(Set task)
Output every line of the entries below as a JSON list of strings, one string per line, leaving out any blank lines.

(Available data)
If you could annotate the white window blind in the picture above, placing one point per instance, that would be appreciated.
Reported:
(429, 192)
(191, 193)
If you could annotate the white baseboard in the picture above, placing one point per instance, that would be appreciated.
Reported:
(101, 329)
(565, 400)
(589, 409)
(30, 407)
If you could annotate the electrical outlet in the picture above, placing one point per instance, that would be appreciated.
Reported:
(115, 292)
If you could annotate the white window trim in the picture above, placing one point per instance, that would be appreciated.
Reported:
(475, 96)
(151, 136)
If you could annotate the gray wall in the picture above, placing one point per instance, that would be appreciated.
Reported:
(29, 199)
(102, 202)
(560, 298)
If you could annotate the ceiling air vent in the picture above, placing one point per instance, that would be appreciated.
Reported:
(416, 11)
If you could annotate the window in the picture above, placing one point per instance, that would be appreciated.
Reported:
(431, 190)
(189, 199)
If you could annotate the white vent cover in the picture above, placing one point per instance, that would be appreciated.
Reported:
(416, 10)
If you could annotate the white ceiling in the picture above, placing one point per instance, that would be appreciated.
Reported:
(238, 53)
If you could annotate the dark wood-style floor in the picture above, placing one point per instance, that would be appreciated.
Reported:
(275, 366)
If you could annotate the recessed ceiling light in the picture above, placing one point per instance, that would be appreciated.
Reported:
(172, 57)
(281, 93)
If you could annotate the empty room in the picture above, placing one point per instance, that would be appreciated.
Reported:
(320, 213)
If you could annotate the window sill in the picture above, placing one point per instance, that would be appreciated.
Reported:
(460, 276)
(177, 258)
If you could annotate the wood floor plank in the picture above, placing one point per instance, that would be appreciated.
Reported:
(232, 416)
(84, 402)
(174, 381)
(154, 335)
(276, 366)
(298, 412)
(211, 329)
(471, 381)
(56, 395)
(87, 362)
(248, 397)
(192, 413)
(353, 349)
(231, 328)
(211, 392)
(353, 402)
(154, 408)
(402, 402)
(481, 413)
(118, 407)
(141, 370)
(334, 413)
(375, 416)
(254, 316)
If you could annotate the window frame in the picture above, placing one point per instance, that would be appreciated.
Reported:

(Response to this task)
[
  "If you could annotate the white window blind in the picture above, placing one point per instance, that would be appreciated.",
  "Reported:",
  "(429, 192)",
  "(191, 193)",
  "If you could annotate the white baseboard in the picture above, placing one point per instance, that would be appreciated.",
  "Reported:",
  "(101, 329)",
  "(565, 400)",
  "(589, 409)",
  "(30, 407)",
  "If you could annotate the electrical outlet in the picture above, placing one point per instance, that would be appreciated.",
  "Reported:",
  "(115, 292)",
  "If you could annotate the white window trim in the picture above, placing one point per instance, that would be appreciated.",
  "Reported:",
  "(475, 96)",
  "(151, 136)",
  "If you could annotate the gray wall in the picture above, placing one point per instance, that would be appreciated.",
  "Reported:",
  "(29, 199)",
  "(102, 202)",
  "(560, 298)",
  "If you could annotate the ceiling air vent in the picture above, placing one point per instance, that would be appreciated.",
  "Reported:",
  "(416, 11)",
  "If you could annotate the window in the picture above, placing one point per instance, that would be appreciated.",
  "Reported:",
  "(431, 190)",
  "(189, 199)",
  "If you could annotate the white vent cover in the picture above, placing one point per instance, that would be appreciated.",
  "Reported:",
  "(416, 10)",
  "If you could annotate the white ceiling in the picture above, placing one point per instance, that would be appreciated.",
  "Reported:",
  "(238, 53)",
  "If you could annotate the dark wood-style floor in the picture above, placing one point per instance, that would be appreciated.",
  "Reported:",
  "(275, 366)",
  "If you could annotate the recessed ceiling light in the picture above, placing one point per instance, that would be appreciated.",
  "Reported:",
  "(172, 57)",
  "(281, 93)",
  "If you could annotate the empty room in the picture above, placing one point per instance, that would be appreciated.",
  "Reported:",
  "(320, 213)",
  "If you could annotate the window sill in the picture above, placing one point per instance, that would be appreciated.",
  "Reported:",
  "(460, 276)",
  "(177, 258)",
  "If you could annotate the wood floor plank in the picture above, placing one point per instance, that would be appreciated.",
  "Reported:",
  "(232, 416)",
  "(84, 402)",
  "(174, 381)",
  "(154, 335)",
  "(276, 366)",
  "(298, 412)",
  "(211, 329)",
  "(471, 381)",
  "(56, 395)",
  "(87, 362)",
  "(248, 397)",
  "(192, 413)",
  "(353, 349)",
  "(231, 328)",
  "(211, 392)",
  "(353, 402)",
  "(154, 408)",
  "(402, 402)",
  "(481, 413)",
  "(118, 407)",
  "(141, 370)",
  "(334, 413)",
  "(375, 416)",
  "(254, 316)",
  "If you could annotate the window frame in the picture above, placing one point per instance, that would be appreciated.",
  "Reported:"
]